[What the task requires] Please give back, exactly as written, only the line containing "Task — place a point on the tomato" and every line after it until the data below ends.

======== Records supplied

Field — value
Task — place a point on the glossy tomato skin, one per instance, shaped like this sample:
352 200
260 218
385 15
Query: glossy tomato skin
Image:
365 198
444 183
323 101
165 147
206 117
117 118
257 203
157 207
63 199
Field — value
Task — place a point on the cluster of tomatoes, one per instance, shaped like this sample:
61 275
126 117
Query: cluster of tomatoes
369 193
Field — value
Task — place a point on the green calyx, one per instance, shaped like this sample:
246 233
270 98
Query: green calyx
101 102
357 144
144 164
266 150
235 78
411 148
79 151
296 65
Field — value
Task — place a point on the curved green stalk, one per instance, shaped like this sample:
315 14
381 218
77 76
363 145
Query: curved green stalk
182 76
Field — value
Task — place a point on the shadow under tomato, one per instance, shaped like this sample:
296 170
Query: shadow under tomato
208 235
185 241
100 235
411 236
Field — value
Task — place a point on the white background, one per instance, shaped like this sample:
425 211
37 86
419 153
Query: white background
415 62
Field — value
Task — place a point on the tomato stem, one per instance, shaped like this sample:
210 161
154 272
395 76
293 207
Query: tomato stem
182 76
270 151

================

[Response]
Task — place a point on the tomato stem, one per instance, shaped like this sample:
210 161
154 272
395 76
293 207
Query: tomato stem
182 76
270 151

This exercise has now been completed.